■ **Supplied text**
☆ ☆ ☆ ☆ ☆ ☆ ☆

Tuesday, March 23, 2010

21 hours in the Carter Gap shelter

An abbreviated retelling of the events of Sunday, March 21

11:30 a.m.

I get to the shelter, nestled in a thicket of trees and rhododendrons at 4,500 feet elevation, after a hard-charging, 3-mile hike from Beech Creek Gap. The Mist of Cold  Death has already descended ahead of schedule. The forecast calls for Thunderstorms in the afternoon. Three other hikers are there. One, Allgood, of Kentucky, has his FM radio on the table tuned to NPR in readiness for a weather report. "Wait, Wait! Don't Tell Me!" plays.

Three hikers who also camped at Beech Creek Gap, Denver, Dufus and Pebbles, show up and settle in. After an hour or so, I break my sleeping bag out and slide in to get warm. The writing's on the wall.

"I think I'm done," I say, because I don't want to summit Albert Mountain [elev. 5,250 ft.] in a T-storm. I can kind of tell that the other hikers are thinking the same thing. Nevertheless, Allgood and four other hikers head out, while the three I mentioned earlier remain and cook lunch.

☆ ☆ ☆ ☆ ☆ ☆ ☆

Position identification records
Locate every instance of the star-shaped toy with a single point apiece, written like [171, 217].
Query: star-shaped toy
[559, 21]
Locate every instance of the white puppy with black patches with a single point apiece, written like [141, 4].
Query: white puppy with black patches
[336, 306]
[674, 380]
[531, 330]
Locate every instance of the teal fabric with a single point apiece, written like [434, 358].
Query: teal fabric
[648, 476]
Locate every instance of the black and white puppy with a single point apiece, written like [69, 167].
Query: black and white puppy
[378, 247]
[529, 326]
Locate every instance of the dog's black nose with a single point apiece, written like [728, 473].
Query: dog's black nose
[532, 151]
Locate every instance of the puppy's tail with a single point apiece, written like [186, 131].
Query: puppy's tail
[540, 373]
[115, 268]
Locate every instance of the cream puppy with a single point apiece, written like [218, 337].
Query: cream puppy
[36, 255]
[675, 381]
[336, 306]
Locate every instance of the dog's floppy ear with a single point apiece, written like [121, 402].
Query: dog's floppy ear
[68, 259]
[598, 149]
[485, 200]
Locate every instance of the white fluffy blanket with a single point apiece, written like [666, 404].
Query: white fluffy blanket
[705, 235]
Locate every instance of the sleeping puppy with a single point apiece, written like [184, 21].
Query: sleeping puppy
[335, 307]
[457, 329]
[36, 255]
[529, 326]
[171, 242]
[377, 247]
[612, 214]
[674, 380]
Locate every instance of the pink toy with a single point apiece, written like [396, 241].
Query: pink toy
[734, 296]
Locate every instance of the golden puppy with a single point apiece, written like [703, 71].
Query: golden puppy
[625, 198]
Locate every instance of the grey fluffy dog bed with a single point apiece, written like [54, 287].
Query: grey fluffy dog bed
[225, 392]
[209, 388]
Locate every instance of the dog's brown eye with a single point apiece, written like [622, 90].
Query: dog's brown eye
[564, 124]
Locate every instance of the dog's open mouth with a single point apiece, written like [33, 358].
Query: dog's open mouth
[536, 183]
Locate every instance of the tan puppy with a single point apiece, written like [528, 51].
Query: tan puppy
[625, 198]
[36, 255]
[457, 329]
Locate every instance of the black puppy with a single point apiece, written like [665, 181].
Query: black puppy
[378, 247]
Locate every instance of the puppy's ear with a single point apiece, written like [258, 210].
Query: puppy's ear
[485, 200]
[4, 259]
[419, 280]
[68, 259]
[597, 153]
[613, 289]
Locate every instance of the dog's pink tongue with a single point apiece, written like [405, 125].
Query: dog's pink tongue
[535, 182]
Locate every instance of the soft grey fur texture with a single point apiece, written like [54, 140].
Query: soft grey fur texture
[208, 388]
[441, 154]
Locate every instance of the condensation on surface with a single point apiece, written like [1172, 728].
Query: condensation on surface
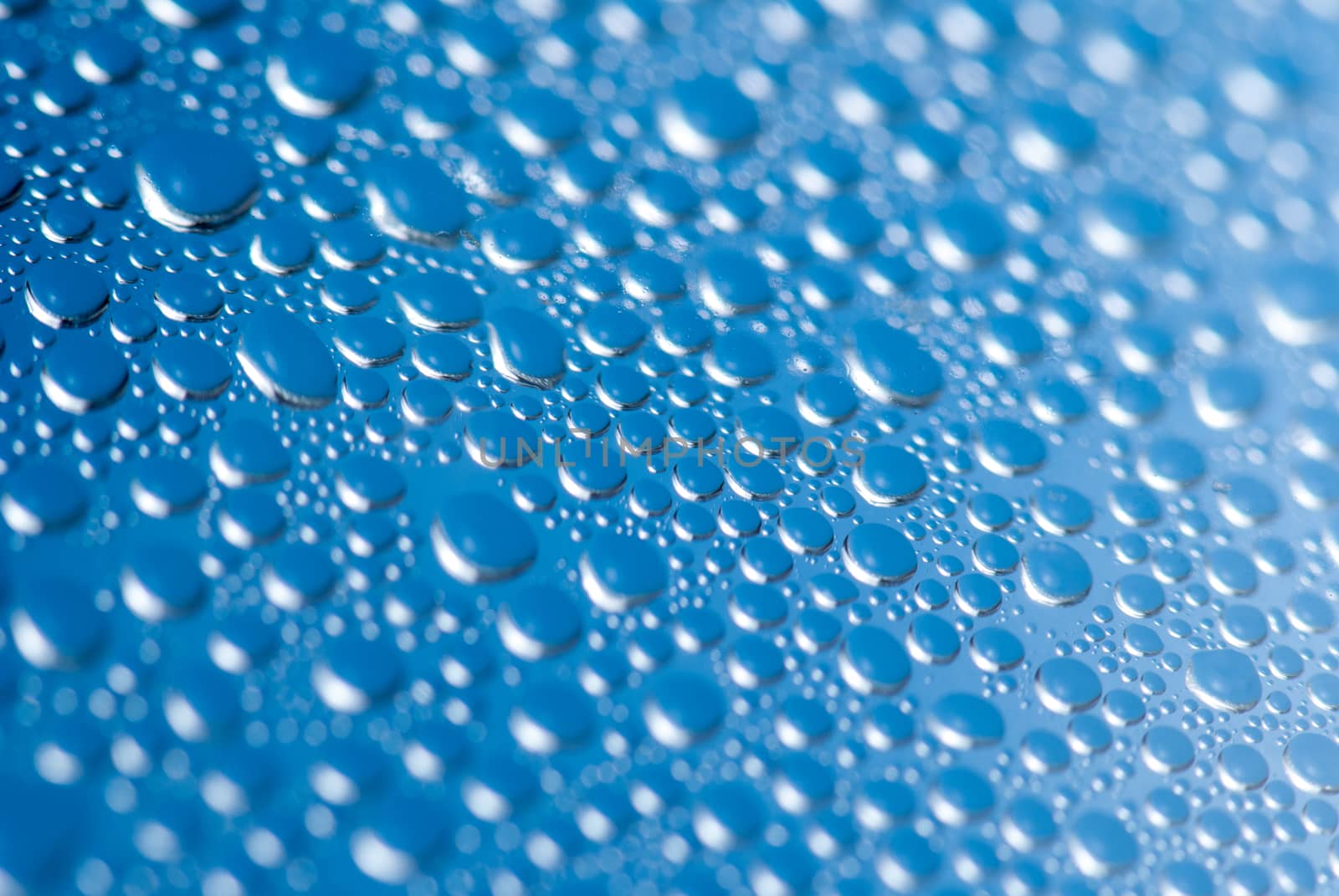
[760, 446]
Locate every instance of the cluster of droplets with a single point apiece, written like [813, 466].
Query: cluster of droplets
[695, 448]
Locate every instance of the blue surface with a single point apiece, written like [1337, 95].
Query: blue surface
[619, 448]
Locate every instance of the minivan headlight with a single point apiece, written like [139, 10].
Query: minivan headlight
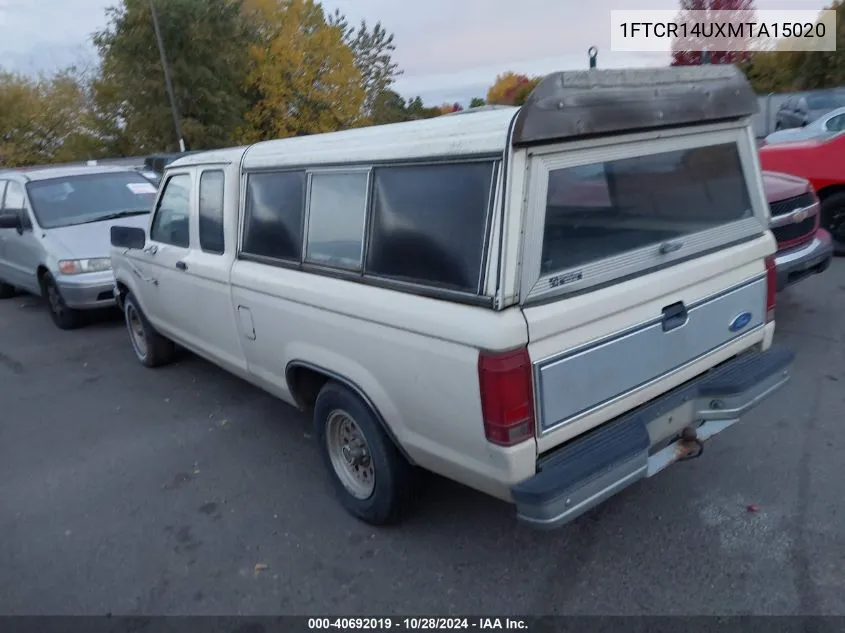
[77, 266]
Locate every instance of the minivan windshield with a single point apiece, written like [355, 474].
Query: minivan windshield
[86, 198]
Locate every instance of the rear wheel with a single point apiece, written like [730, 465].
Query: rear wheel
[372, 479]
[151, 348]
[833, 219]
[64, 317]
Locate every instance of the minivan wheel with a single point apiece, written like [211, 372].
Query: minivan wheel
[151, 348]
[833, 219]
[64, 317]
[370, 476]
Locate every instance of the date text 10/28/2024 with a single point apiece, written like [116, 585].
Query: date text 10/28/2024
[418, 624]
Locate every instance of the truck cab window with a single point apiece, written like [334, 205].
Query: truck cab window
[275, 206]
[171, 223]
[15, 198]
[429, 223]
[211, 212]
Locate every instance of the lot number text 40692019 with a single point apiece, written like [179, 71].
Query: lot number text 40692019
[710, 30]
[417, 624]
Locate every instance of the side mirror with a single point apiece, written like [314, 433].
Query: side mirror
[10, 220]
[128, 237]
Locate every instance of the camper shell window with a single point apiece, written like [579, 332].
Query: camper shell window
[273, 223]
[337, 211]
[604, 209]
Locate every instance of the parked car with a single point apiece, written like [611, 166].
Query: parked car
[828, 124]
[432, 295]
[54, 233]
[802, 109]
[822, 162]
[804, 249]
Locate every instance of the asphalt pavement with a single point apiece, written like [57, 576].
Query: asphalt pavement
[126, 490]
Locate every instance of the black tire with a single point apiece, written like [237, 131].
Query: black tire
[64, 317]
[151, 348]
[392, 477]
[833, 219]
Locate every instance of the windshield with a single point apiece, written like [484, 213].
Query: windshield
[825, 100]
[89, 198]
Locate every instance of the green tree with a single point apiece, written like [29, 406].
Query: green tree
[206, 43]
[373, 51]
[418, 110]
[511, 89]
[823, 69]
[389, 107]
[303, 78]
[45, 120]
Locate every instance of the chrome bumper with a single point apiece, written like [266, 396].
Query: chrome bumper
[88, 290]
[800, 262]
[590, 470]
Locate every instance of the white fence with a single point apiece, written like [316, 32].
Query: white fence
[764, 120]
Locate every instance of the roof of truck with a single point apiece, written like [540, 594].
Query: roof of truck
[564, 106]
[63, 171]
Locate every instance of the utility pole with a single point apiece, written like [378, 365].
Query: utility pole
[167, 80]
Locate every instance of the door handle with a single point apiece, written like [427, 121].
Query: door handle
[675, 316]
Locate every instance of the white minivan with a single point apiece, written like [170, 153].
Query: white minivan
[545, 303]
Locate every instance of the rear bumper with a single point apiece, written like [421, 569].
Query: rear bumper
[88, 290]
[592, 469]
[798, 263]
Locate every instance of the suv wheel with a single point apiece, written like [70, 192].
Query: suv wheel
[64, 317]
[372, 479]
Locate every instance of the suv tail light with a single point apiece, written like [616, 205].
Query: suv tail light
[771, 288]
[507, 396]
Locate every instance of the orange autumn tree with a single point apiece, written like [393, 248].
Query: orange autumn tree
[446, 108]
[304, 79]
[511, 89]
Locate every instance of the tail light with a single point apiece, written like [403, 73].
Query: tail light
[771, 288]
[507, 396]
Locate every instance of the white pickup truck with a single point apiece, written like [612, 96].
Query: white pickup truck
[545, 303]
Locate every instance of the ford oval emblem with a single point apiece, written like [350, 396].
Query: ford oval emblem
[740, 321]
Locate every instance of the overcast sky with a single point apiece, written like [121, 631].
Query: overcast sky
[450, 50]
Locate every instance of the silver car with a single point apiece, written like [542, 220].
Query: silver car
[55, 225]
[828, 124]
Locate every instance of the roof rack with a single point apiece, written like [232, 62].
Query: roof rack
[578, 104]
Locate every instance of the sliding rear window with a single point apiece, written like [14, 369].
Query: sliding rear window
[606, 209]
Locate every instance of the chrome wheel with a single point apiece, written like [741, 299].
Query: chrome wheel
[350, 455]
[136, 331]
[57, 304]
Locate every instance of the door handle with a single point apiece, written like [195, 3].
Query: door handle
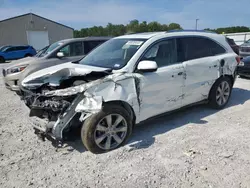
[180, 73]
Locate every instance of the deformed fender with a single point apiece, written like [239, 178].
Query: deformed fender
[116, 87]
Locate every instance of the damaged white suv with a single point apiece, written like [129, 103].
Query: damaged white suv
[127, 80]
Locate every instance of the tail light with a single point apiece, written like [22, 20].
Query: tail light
[238, 59]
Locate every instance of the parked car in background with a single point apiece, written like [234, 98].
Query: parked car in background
[16, 52]
[243, 68]
[245, 49]
[63, 51]
[3, 47]
[127, 80]
[233, 45]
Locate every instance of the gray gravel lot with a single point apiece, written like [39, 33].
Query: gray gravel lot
[196, 147]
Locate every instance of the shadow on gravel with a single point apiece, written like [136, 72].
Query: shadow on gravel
[143, 134]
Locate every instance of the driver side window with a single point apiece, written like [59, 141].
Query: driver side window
[163, 53]
[65, 50]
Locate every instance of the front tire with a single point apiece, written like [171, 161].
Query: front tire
[220, 93]
[106, 130]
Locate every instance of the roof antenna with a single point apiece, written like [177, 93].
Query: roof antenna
[31, 16]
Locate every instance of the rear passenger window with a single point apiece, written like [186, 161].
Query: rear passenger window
[163, 53]
[90, 45]
[198, 47]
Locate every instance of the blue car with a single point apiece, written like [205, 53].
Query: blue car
[16, 52]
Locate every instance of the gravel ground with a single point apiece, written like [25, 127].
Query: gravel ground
[196, 147]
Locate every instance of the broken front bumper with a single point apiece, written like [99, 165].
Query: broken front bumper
[55, 129]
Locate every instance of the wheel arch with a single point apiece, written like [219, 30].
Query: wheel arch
[231, 77]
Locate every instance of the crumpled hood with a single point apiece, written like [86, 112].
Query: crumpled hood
[56, 73]
[23, 61]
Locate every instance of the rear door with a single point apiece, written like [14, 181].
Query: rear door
[202, 57]
[161, 91]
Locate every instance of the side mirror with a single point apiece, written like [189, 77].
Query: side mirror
[60, 54]
[147, 66]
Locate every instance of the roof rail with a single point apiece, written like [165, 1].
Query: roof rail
[183, 30]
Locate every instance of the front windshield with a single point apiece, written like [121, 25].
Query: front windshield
[114, 53]
[52, 47]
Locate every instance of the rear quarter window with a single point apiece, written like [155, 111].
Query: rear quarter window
[199, 47]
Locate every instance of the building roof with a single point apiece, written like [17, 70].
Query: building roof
[169, 33]
[37, 16]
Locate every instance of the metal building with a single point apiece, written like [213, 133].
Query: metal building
[33, 30]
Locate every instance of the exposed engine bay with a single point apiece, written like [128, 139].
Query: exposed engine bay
[51, 108]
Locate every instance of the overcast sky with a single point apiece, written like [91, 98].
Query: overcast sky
[86, 13]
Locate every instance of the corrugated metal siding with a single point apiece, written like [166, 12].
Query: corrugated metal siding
[13, 31]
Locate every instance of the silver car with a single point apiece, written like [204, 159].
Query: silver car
[63, 51]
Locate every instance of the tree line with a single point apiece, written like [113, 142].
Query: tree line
[135, 26]
[236, 29]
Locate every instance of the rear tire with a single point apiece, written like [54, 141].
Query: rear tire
[101, 132]
[2, 60]
[220, 93]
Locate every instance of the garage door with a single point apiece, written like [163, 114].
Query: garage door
[38, 39]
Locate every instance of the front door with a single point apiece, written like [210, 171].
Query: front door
[162, 91]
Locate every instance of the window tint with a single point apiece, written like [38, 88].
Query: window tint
[163, 53]
[11, 49]
[21, 48]
[73, 49]
[197, 47]
[90, 45]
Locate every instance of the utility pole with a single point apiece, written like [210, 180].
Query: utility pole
[196, 24]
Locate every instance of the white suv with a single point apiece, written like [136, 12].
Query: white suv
[127, 80]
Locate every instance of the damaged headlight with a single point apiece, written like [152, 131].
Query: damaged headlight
[16, 69]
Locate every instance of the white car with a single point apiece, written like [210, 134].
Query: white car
[127, 80]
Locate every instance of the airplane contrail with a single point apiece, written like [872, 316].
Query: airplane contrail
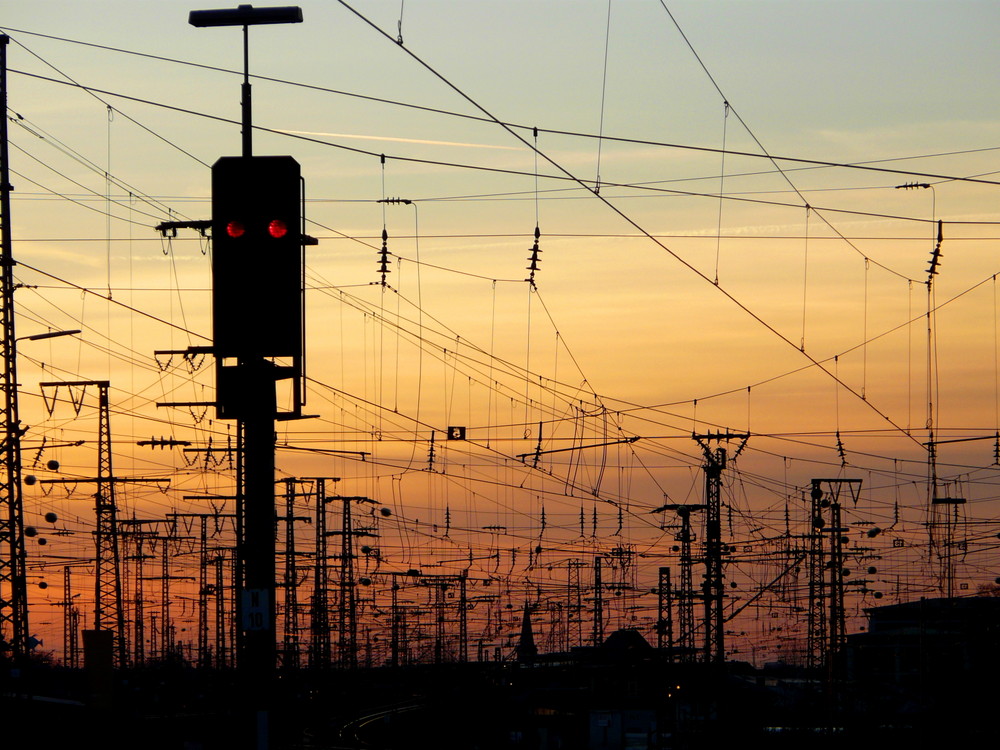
[401, 140]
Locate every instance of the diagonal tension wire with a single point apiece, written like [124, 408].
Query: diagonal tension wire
[629, 220]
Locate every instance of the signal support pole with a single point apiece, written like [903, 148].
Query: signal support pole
[13, 559]
[254, 298]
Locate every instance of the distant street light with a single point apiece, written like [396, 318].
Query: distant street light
[245, 16]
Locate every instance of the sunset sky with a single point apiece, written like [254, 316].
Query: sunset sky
[793, 308]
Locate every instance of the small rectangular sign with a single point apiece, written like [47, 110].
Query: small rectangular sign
[256, 609]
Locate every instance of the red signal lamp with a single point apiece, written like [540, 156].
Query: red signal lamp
[277, 229]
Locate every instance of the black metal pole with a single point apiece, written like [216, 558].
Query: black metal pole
[246, 103]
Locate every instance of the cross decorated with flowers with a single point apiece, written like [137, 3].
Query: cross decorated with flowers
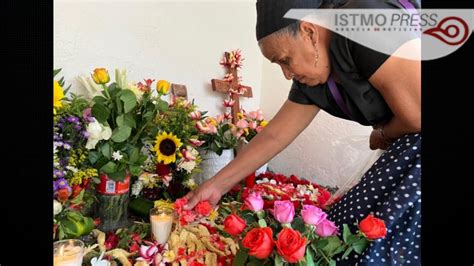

☆ ☆ ☆ ☆ ☆ ☆ ☆

Decide whether each statement below agrees with the Carter Gap shelter post, and support each yes or no with the deciding words from the post, quoted exactly. 1. The shelter stands at 4,500 feet elevation. 2. Allgood comes from Tennessee. 3. The hike from Beech Creek Gap to the shelter was 5 miles long.

■ **Result of the exercise**
1. Yes: "nestled in a thicket of trees and rhododendrons at 4,500 feet elevation"
2. No: "Allgood, of Kentucky"
3. No: "a hard-charging, 3-mile hike from Beech Creek Gap"